#### [THINGS TO DO]
• a. Copy out, word for word, the stretch of the passage on joining data sources from "In one aspect, data" through "and the second data source.".
• b. Answer these about the passage on joining data sources:
(i) What is generated from the one or more data fields?
(ii) What is presented to the user through the graphical user interface for confirmation?
(iii) What can the joined data source include?
• c. How would the passage on joining data sources go on? Write its next part, starting after its final sentence.

#### [EXCERPT TO READ]
In one aspect, data derived by user input via a graphical user interface is received. The data encapsulates a first data source and one or more data fields within the first data source. A data object model of the first data source is generated based on the one or more fields. A plurality of data sources are searched for the one or more data fields to identify a second data source having one or more related fields. A technical relationship between the first data source and the second data source is defined based on the one or more data fields. A join condition between the first data source and the second data source is determined based on the defined technical relationship. The join condition is provided to a user via the graphical user interface for confirmation of joining the one or more fields of the first data source and the second data source.
In some variations, via user input via the graphical user interface, a confirmation of the join condition can be received. A joined data source can be generated. The joined data source can include the one or more fields from the first data source and one or more related fields from the second data source. The joined data source can be interactively analyzed via the graphical user interface.

#### [INFORMATION SUPPLIED]

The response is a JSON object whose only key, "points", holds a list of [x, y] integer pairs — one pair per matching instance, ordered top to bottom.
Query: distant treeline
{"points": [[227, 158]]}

#### [EXERCISE RESULTS]
• a.
In one aspect, data derived by user input via a graphical user interface is received. The data encapsulates a first data source and one or more data fields within the first data source. A data object model of the first data source is generated based on the one or more fields. A plurality of data sources are searched for the one or more data fields to identify a second data source having one or more related fields. A technical relationship between the first data source and the second data source is defined based on the one or more data fields. A join condition between the first data source and the second data source is determined based on the defined technical relationship. The join condition is provided to a user via the graphical user interface for confirmation of joining the one or more fields of the first data source and the second data source.

• b.
(i) A data object model of the first data source.
(ii) The join condition between the first data source and the second data source.
(iii) The one or more fields from the first data source and one or more related fields from the second data source.

• c.
In other variations, based on user input via the graphical user interface, the first data source can be removed from the join condition. A third data source can be added based on user input via the graphical user interface. A selection, based on user input via the graphical user interface, one or more fields of the third data source can be received. The generating, determining, and providing can be repeated using the third data source in place of the first data source.
In some variations, a second join condition to a fourth data source can be generated based on a number of fields of the technical reference. The technical relationship can contain the one or more fields within the first data source and a reference field to a type of the second data source. The technical relationship can also be based on metadata stored within the first data source and the second data source.
In other variations, the first data source can contain document types including a sales order, a customer invoice, a clearing document, a payment order, or a bank payment order.
Non-transitory computer program products (i.e., physically embodied computer program products) are also described that store instructions, which when executed by one or more data processors of one or more computing systems, cause at least one data processor to perform operations herein. Similarly, computer systems are also described that may include one or more data processors and memory coupled to the one or more data processors. The memory may temporarily or permanently store instructions that cause at least one processor to perform one or more of the operations described herein. In addition, methods can be implemented by one or more data processors either within a single computing system or distributed among two or more computing systems. Such computing systems can be connected and can exchange data and/or commands or other instructions or the like via one or more connections, including but not limited to a connection over a network (e.g., the Internet, a wireless wide area network, a local area network, a wide area network, a wired network, or the like), via a direct connection between one or more of the multiple computing systems, etc.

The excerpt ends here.